(Saved entries)
━━━

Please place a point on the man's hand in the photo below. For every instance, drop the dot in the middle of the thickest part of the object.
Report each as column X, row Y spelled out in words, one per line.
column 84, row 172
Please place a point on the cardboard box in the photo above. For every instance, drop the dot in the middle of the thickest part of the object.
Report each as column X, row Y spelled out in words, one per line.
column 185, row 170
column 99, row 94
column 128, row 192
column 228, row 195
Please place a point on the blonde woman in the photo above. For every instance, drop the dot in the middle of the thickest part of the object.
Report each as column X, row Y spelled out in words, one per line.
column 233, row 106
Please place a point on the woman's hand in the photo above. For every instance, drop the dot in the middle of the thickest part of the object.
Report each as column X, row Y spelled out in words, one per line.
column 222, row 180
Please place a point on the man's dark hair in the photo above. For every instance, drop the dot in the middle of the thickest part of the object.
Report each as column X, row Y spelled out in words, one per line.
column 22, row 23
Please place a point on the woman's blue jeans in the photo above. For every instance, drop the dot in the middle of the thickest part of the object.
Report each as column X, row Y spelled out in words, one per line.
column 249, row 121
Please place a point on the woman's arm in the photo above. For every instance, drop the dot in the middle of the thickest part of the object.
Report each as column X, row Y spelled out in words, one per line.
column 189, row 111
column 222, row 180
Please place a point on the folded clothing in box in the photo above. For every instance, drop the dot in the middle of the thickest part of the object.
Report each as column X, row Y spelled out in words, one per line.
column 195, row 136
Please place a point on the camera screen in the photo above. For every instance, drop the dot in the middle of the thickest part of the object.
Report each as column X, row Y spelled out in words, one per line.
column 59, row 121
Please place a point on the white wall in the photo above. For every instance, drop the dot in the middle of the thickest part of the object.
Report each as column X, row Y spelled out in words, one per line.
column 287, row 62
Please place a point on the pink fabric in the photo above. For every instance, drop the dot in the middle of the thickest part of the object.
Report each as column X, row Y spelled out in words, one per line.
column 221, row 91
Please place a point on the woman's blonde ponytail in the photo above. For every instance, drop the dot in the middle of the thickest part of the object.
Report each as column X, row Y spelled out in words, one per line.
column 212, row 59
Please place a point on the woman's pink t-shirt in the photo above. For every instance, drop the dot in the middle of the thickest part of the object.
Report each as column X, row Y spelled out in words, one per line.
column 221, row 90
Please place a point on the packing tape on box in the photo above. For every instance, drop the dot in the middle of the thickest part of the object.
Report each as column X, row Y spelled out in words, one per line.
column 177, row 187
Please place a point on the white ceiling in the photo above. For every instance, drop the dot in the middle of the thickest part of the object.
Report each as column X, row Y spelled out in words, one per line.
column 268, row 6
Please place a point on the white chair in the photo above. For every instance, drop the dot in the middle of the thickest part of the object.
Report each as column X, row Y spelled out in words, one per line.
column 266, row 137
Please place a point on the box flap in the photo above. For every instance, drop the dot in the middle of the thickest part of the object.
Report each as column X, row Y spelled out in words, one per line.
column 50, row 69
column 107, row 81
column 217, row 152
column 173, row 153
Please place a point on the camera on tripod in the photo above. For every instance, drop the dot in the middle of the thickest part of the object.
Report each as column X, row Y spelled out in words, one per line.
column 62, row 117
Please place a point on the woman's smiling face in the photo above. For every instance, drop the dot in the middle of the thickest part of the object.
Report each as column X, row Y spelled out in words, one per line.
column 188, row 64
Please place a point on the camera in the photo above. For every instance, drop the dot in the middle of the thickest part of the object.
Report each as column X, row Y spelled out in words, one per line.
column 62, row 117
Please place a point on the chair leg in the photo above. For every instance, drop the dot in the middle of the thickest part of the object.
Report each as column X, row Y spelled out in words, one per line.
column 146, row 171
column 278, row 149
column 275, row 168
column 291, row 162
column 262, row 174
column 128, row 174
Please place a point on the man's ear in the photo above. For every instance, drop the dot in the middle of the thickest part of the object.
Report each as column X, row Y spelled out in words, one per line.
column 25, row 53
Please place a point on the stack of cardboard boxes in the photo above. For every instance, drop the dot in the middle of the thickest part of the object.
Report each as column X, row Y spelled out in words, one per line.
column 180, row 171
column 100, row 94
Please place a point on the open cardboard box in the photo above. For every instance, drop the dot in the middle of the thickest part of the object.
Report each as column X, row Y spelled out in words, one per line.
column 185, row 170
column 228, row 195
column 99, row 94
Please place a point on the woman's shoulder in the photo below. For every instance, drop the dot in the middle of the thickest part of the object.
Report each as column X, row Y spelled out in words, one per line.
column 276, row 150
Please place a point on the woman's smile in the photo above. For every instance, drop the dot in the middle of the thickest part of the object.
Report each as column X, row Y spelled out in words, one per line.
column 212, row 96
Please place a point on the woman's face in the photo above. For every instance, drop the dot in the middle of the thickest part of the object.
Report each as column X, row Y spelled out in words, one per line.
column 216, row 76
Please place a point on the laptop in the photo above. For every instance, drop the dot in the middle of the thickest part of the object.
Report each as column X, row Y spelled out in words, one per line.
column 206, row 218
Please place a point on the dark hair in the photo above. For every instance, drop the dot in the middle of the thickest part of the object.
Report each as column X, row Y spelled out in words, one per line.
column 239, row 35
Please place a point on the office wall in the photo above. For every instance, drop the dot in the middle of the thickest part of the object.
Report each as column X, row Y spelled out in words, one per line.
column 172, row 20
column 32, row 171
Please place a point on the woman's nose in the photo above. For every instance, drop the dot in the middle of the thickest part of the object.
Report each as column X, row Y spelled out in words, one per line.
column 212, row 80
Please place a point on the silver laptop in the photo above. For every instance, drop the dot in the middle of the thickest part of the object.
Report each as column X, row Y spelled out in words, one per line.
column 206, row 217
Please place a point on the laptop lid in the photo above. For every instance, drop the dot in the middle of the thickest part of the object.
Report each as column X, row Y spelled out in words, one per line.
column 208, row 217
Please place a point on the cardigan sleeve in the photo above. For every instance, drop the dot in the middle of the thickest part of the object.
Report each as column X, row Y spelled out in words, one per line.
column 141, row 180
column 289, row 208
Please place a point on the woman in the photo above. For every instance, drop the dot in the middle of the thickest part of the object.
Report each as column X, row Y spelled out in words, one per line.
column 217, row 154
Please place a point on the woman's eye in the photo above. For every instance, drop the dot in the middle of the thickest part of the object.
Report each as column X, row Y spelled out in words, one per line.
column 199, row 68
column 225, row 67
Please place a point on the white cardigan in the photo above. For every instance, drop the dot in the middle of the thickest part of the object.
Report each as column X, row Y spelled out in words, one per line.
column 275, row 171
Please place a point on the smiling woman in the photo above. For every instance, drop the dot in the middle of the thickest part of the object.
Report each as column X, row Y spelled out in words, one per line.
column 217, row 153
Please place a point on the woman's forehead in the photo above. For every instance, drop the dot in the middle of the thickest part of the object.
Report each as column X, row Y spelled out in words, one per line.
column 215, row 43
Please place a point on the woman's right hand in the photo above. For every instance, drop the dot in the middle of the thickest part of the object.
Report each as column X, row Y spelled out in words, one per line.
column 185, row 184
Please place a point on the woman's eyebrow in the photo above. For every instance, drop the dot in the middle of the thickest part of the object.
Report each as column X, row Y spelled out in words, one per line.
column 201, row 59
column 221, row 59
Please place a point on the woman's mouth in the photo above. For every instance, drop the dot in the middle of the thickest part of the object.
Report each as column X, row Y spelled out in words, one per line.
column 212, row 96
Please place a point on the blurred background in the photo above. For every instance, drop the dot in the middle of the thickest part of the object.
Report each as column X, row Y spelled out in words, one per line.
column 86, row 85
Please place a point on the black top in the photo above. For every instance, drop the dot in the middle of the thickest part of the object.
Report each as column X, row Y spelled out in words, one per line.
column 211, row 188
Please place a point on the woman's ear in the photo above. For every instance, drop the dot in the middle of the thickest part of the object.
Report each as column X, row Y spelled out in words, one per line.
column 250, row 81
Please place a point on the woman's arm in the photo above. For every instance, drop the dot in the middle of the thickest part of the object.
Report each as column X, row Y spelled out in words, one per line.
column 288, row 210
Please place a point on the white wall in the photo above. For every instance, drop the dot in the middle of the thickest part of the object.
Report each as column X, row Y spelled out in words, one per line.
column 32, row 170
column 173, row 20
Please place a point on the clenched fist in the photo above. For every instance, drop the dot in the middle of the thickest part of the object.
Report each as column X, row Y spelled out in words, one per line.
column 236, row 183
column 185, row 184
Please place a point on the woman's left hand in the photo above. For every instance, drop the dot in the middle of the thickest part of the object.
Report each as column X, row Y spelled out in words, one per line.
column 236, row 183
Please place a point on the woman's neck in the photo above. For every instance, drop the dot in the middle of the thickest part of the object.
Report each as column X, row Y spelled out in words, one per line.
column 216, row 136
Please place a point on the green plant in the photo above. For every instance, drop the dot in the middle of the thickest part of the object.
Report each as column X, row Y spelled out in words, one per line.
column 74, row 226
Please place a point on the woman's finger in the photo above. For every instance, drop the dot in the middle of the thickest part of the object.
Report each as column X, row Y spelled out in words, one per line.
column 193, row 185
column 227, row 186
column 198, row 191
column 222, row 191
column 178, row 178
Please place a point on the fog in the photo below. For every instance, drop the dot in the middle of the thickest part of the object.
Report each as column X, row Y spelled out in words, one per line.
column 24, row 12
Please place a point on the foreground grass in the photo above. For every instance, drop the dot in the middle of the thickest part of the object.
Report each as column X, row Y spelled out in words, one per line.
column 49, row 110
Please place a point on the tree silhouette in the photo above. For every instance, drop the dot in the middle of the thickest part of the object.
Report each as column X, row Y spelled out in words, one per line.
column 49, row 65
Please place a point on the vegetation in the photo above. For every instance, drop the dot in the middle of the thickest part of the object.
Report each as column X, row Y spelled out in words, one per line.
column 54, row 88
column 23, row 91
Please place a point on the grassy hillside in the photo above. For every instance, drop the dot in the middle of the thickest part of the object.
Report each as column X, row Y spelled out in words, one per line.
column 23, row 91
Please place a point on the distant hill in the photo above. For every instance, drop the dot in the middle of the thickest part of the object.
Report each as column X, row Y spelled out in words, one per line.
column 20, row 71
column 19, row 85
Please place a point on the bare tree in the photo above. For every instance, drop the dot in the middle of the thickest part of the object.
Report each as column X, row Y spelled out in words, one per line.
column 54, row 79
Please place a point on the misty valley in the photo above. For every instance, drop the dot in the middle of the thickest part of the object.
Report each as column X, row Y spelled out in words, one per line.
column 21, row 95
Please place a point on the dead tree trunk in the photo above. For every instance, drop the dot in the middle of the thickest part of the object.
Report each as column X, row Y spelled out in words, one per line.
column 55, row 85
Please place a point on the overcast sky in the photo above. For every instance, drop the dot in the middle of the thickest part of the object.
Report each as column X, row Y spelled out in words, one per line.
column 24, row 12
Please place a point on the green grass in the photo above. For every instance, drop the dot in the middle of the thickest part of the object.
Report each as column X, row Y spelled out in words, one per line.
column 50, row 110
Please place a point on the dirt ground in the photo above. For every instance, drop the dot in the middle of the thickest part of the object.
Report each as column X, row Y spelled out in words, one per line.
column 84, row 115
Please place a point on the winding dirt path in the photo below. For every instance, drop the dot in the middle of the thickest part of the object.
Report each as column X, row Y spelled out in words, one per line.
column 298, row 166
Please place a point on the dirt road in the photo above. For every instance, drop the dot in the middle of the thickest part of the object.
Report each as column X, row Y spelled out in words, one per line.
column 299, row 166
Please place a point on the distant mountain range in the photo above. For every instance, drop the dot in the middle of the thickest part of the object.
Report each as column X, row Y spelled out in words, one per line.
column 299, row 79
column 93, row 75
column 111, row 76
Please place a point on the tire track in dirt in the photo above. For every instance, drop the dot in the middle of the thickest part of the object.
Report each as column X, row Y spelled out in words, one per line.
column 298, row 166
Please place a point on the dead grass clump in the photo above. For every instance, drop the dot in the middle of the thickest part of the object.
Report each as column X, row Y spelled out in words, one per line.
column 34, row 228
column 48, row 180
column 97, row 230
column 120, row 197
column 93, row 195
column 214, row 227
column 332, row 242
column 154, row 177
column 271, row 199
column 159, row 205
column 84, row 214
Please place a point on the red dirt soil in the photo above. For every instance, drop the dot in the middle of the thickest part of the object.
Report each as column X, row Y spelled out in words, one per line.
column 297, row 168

━━━

▸ **INSTRUCTIONS FOR THE TASK**
Look above for every line with the word "below" and copy it.

▸ **RESPONSE**
Please place a point on the man's hand in the photo below. For every instance, drop the dot in the middle of the thickest part of the object.
Please place a point on the woman's shoulder in the photo below. For every instance, drop the dot in the middle of the thickest part of the object.
Please place a point on the fog in the photo below. For every instance, drop the dot in the middle of the thickest part of the object.
Please place a point on the winding dirt path in the photo below. For every instance, drop the dot in the middle of the thickest part of the object.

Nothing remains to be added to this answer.